TEXTE ÉTUDIÉ:

━━━━━━━━━━━━━━━━━━━━━━━━━━━━━━

Dès septembre 2013, Vitalik Buterin publie une série d’articles sur les « Decentralized Autonomous Corporation6 » dans Bitcoin Magazine, avant d’utiliser le sigle DAO à partir de 2014. Dès ces premiers articles, Vitalik Buterin se questionne sur l’apport de l’informatique et en particulier du Bitcoin sur les prises de décision. Un programme informatique automatise en effet certains processus mais cela ne nous renseigne pas sur celui qui écrit ou qui déclenche ce programme. Vitalik Buterin propose une réponse apparemment simple à ce problème : la prise de décision sur le code revient au « distribued computing ». Le réseau Bitcoin est déjà un modèle de gouvernance décentralisée. Lorsqu’un développeur veut changer le code de la blockchain, il ne peut obliger les mineurs à faire la mise à jour sur leur machine. Si le changement est refusé, la blockchain gardera son ancien code. Cette gouvernance décentralisée se fait donc sans vote et de manière complètement anonyme, le pouvoir de vote de chaque mineur dépendant uniquement de la puissance de calcul qu’il fournit au réseau. Cependant, cette gouvernance reste encore très informelle et est limitée aux problèmes de la mise à jour du réseau.
Lorsque Vitalik Buterin publie sa seconde série d’articles sur le même sujet en 2014, Ethereum est en pleine construction. Grâce à ses smart-contracts, cette blockchain permet d’imaginer de vraies DAO. Les smart-contracts en effet permettent de créer des jetons (tokens) aux multiples usages. Une DAO peut ainsi avoir son propre jeton qui symbolise un pouvoir de vote. Chaque détenteur de ce jeton pourra voter et le vote déclenche un autre smart-contract qui applique automatiquement la décision.

━━━━━━━━━━━━━━━━━━━━━━━━━━━━━━

DONNÉES FOURNIES:
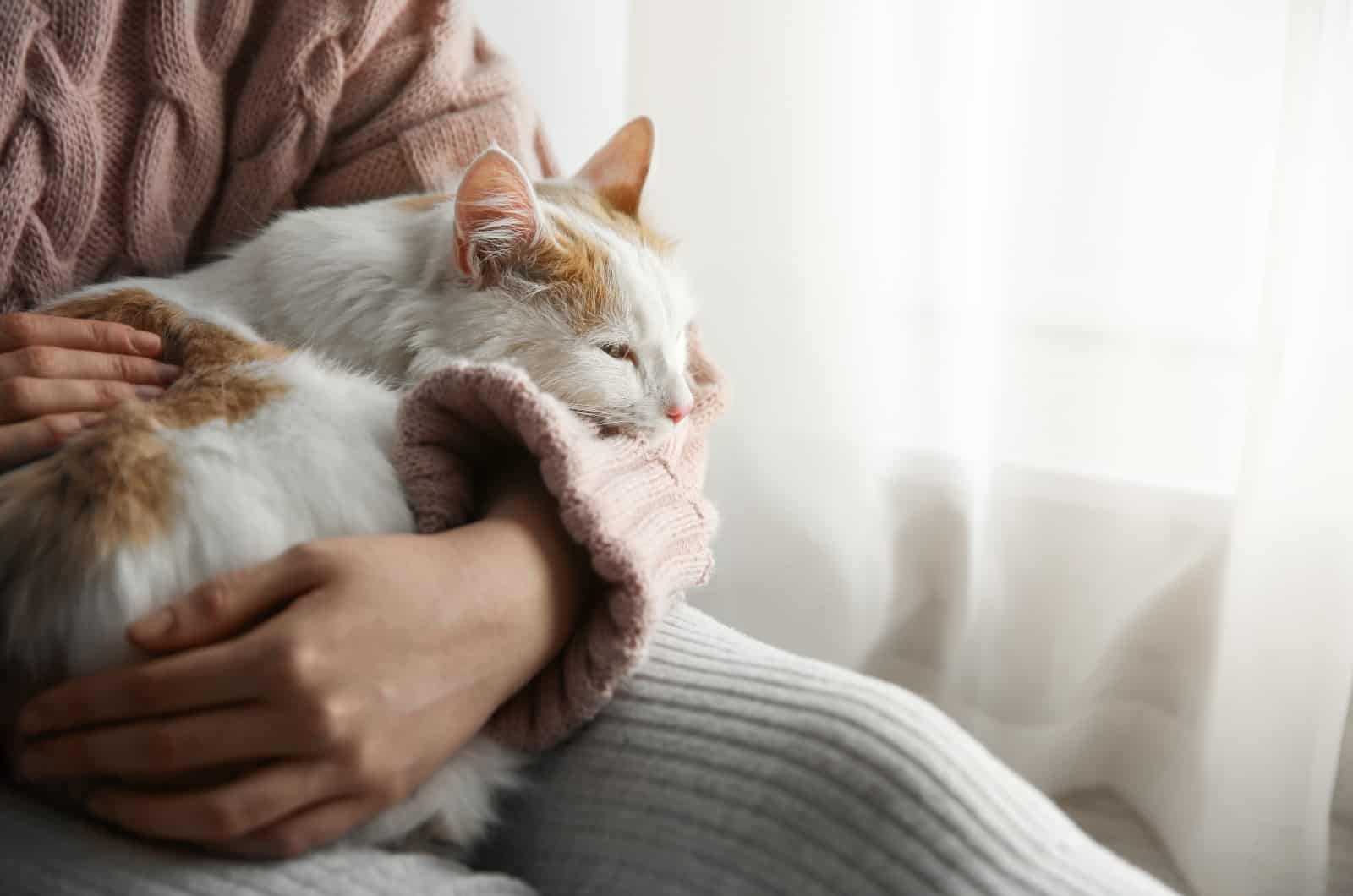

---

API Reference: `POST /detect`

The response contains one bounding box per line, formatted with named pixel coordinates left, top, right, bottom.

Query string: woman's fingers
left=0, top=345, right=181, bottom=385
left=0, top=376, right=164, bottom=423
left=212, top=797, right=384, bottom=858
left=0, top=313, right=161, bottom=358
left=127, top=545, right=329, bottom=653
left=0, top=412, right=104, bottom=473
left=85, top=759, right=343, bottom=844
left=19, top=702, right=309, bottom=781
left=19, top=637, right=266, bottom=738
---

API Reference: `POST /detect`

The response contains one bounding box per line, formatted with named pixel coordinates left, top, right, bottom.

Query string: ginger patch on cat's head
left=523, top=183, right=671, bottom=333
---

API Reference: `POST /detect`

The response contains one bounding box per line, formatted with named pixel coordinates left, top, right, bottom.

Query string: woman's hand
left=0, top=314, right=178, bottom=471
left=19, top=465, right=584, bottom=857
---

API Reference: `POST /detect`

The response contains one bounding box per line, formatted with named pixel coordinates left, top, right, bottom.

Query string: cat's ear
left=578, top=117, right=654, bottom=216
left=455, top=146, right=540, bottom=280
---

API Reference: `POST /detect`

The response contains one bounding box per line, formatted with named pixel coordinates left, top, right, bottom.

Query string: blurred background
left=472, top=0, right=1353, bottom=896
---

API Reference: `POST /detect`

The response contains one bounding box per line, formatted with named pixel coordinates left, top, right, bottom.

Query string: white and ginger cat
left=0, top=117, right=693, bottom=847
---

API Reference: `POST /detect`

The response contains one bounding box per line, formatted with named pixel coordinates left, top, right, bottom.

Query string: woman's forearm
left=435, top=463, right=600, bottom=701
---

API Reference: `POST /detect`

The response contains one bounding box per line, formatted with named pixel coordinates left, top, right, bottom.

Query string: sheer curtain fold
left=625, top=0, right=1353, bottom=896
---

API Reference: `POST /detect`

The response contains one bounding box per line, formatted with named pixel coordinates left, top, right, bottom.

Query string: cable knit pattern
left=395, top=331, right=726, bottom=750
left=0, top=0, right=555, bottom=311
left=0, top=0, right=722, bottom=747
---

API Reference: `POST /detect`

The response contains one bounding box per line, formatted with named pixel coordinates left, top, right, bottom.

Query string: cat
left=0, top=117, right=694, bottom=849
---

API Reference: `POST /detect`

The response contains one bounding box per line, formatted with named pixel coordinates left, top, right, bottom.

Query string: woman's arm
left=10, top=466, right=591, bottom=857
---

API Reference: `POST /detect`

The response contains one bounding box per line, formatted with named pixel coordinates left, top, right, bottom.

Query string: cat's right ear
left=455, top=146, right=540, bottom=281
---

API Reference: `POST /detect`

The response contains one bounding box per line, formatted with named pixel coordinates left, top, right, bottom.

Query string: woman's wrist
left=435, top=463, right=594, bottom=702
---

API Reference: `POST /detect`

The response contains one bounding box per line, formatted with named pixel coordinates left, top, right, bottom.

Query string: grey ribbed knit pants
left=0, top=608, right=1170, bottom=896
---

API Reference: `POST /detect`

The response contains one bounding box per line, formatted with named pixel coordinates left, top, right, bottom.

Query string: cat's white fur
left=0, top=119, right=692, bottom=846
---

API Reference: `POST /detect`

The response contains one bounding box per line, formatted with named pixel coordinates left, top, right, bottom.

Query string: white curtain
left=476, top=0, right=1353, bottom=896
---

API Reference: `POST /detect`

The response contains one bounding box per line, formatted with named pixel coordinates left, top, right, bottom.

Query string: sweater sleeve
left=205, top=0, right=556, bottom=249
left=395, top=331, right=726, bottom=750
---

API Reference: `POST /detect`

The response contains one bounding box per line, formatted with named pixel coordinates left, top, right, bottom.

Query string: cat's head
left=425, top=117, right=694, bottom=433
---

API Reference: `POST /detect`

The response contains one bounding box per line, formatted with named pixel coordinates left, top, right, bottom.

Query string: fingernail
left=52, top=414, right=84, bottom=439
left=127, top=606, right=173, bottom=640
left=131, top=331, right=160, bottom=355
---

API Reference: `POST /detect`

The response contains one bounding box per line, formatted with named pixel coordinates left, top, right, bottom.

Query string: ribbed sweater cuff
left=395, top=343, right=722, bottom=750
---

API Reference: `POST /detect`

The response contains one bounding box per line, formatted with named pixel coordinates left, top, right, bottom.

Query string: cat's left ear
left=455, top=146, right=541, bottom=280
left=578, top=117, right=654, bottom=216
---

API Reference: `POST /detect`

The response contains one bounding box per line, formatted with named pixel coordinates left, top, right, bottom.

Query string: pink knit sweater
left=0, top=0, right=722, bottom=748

━━━━━━━━━━━━━━━━━━━━━━━━━━━━━━

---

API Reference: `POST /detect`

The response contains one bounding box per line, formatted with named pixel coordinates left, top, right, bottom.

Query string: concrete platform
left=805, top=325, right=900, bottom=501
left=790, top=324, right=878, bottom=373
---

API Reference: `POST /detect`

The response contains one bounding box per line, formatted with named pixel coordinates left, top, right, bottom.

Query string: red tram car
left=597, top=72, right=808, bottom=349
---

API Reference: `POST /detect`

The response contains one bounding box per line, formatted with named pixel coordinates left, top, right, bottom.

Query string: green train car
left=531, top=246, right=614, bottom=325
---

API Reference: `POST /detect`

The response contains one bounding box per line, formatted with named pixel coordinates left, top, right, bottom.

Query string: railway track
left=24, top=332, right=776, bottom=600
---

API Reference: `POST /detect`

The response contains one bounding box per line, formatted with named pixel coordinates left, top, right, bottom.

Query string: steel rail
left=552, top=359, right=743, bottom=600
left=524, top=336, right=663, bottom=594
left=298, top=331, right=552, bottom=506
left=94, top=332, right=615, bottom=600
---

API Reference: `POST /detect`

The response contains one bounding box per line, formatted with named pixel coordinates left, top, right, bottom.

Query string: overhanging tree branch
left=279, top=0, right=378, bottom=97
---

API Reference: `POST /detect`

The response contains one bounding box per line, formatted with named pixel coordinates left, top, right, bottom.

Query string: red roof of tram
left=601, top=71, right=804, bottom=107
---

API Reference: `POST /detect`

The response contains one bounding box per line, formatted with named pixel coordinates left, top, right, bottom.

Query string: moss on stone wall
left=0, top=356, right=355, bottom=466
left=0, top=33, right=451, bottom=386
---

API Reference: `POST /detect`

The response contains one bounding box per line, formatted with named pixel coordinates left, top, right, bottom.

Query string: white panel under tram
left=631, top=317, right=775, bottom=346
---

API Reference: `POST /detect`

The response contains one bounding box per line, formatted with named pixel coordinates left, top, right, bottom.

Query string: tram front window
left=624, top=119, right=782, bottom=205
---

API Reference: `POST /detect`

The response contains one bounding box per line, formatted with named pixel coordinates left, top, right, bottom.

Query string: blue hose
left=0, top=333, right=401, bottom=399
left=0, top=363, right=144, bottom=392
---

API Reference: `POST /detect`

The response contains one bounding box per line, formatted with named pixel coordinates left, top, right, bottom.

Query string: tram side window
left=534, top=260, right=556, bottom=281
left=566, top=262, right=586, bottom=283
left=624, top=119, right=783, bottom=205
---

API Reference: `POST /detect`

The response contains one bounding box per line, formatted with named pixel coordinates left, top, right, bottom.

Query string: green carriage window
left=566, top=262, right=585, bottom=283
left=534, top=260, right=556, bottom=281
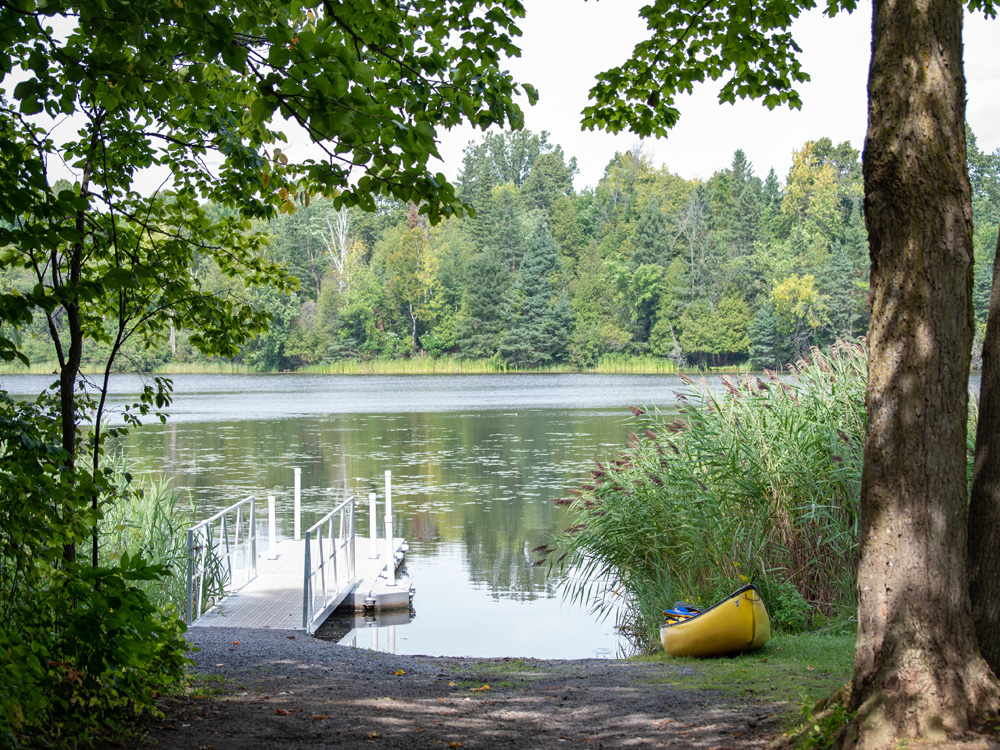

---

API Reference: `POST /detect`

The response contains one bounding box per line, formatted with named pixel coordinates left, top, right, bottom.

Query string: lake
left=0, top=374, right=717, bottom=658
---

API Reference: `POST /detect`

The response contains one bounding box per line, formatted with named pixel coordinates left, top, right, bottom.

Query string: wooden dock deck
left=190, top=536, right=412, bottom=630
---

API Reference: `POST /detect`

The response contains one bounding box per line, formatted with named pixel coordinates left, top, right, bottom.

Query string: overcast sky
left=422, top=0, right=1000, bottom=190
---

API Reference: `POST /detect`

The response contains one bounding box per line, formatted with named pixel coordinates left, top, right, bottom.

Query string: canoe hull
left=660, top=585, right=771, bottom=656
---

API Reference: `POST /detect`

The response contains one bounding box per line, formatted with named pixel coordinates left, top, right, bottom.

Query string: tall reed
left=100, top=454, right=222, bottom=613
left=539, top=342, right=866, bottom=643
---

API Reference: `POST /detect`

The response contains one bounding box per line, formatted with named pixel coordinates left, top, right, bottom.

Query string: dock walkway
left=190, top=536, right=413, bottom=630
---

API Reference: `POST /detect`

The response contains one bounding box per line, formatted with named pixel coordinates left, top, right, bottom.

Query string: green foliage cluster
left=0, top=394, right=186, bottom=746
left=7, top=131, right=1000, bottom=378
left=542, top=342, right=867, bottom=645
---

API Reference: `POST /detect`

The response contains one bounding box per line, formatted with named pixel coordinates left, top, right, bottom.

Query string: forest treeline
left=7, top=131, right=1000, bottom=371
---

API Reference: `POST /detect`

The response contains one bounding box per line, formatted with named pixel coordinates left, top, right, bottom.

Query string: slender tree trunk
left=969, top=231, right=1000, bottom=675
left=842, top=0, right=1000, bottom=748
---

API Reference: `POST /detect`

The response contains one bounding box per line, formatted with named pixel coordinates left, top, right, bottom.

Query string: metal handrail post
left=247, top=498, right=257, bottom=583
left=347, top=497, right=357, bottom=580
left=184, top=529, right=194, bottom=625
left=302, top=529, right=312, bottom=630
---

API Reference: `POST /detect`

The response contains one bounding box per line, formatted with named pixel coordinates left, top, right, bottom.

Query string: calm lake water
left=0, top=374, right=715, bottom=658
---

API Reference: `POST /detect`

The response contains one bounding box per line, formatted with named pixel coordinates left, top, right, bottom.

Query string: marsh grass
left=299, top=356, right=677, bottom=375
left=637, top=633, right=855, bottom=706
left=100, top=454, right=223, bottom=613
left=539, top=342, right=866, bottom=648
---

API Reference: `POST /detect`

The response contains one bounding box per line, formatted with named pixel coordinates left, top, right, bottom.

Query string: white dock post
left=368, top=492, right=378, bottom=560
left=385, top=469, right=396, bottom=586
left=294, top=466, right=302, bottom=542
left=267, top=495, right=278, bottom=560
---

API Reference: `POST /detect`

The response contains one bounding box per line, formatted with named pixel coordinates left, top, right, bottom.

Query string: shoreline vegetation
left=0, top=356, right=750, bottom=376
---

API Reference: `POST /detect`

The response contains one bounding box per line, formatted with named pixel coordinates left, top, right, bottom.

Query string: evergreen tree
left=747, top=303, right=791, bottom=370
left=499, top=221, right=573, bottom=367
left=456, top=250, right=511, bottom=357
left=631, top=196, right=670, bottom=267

━━━━━━━━━━━━━━━━━━━━━━━━━━━━━━

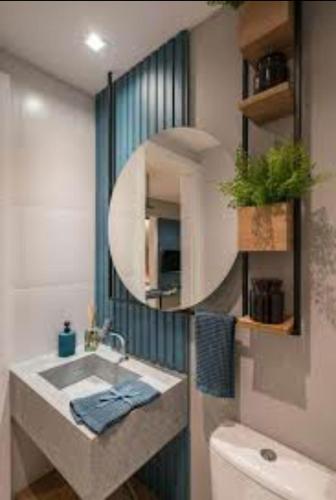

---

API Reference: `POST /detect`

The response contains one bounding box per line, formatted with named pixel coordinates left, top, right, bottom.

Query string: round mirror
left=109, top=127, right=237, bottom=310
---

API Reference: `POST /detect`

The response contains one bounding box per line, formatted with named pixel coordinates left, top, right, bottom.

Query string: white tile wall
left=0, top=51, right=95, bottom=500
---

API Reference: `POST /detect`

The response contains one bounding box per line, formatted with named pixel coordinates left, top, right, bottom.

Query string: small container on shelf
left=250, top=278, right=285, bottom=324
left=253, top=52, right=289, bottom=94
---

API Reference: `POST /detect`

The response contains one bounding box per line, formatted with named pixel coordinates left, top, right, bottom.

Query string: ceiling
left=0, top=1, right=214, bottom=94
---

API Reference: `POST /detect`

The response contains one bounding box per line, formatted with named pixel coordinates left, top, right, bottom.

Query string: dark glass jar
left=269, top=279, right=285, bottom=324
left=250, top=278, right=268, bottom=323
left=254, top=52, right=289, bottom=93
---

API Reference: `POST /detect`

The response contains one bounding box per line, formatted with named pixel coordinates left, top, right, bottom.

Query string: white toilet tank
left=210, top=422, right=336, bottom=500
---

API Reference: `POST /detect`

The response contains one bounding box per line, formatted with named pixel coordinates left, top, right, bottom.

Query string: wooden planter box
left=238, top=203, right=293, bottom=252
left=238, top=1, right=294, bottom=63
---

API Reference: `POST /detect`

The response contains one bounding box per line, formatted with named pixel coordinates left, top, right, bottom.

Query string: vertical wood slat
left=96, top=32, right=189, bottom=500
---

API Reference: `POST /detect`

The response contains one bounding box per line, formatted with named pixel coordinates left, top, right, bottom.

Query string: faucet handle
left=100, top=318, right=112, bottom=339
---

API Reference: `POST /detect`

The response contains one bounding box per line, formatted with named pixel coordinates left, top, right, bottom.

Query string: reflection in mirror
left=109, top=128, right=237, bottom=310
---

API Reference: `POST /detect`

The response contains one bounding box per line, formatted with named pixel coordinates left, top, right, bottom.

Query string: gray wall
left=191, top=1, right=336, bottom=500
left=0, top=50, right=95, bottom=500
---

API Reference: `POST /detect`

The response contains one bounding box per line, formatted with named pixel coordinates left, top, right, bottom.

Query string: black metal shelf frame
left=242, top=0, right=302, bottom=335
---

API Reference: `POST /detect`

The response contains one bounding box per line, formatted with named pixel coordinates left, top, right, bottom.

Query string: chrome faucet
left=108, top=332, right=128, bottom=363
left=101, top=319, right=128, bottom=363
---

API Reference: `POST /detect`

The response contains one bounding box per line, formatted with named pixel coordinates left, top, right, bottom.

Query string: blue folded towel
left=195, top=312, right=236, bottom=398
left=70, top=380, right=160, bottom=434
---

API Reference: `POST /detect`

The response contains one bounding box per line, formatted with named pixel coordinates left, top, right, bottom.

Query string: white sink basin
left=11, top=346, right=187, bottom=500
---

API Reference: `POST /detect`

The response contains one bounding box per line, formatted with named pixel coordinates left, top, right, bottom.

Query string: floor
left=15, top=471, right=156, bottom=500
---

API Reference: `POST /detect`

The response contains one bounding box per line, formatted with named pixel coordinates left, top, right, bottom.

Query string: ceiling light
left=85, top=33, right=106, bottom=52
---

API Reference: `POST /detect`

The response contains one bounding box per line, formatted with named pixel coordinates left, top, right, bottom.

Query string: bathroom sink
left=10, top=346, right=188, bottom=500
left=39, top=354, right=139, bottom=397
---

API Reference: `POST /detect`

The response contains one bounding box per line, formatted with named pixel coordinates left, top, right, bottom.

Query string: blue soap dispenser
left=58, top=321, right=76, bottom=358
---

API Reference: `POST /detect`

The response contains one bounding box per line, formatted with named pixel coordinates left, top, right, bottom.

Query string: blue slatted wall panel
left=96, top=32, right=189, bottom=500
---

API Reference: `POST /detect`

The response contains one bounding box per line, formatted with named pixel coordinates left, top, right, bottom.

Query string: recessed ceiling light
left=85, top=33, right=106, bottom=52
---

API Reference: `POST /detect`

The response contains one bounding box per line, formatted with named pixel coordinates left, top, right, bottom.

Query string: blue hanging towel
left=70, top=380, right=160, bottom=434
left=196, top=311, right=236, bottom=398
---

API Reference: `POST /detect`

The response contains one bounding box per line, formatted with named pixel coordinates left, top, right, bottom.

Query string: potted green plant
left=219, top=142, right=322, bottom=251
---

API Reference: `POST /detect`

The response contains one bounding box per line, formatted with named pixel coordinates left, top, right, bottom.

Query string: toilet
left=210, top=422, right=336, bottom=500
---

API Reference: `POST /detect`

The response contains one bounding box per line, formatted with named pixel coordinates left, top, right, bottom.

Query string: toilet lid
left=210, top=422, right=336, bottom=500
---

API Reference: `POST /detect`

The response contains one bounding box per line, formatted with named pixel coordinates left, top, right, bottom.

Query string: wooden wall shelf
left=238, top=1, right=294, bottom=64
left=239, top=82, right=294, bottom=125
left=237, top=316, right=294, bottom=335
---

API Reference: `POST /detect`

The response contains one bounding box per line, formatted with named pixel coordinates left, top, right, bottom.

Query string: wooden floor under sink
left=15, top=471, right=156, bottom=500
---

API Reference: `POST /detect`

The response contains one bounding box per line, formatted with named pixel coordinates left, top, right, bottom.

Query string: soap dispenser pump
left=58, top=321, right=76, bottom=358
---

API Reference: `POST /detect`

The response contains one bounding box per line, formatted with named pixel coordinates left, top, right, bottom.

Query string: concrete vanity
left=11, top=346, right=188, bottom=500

━━━━━━━━━━━━━━━━━━━━━━━━━━━━━━

TRAVAIL DEMANDÉ:
**A)** D’après le texte étudié, de quoi dépend le pouvoir de vote de chaque mineur dans le réseau Bitcoin ?
**B)** Recopiez le passage du texte étudié compris entre « Lorsque Vitalik Buterin » et « automatiquement la décision. », bornes incluses.

RÉPONSES SUCCESSIVES:
**A)** Il dépend uniquement de la puissance de calcul que le mineur fournit au réseau.

**B)**
Lorsque Vitalik Buterin publie sa seconde série d’articles sur le même sujet en 2014, Ethereum est en pleine construction. Grâce à ses smart-contracts, cette blockchain permet d’imaginer de vraies DAO. Les smart-contracts en effet permettent de créer des jetons (tokens) aux multiples usages. Une DAO peut ainsi avoir son propre jeton qui symbolise un pouvoir de vote. Chaque détenteur de ce jeton pourra voter et le vote déclenche un autre smart-contract qui applique automatiquement la décision.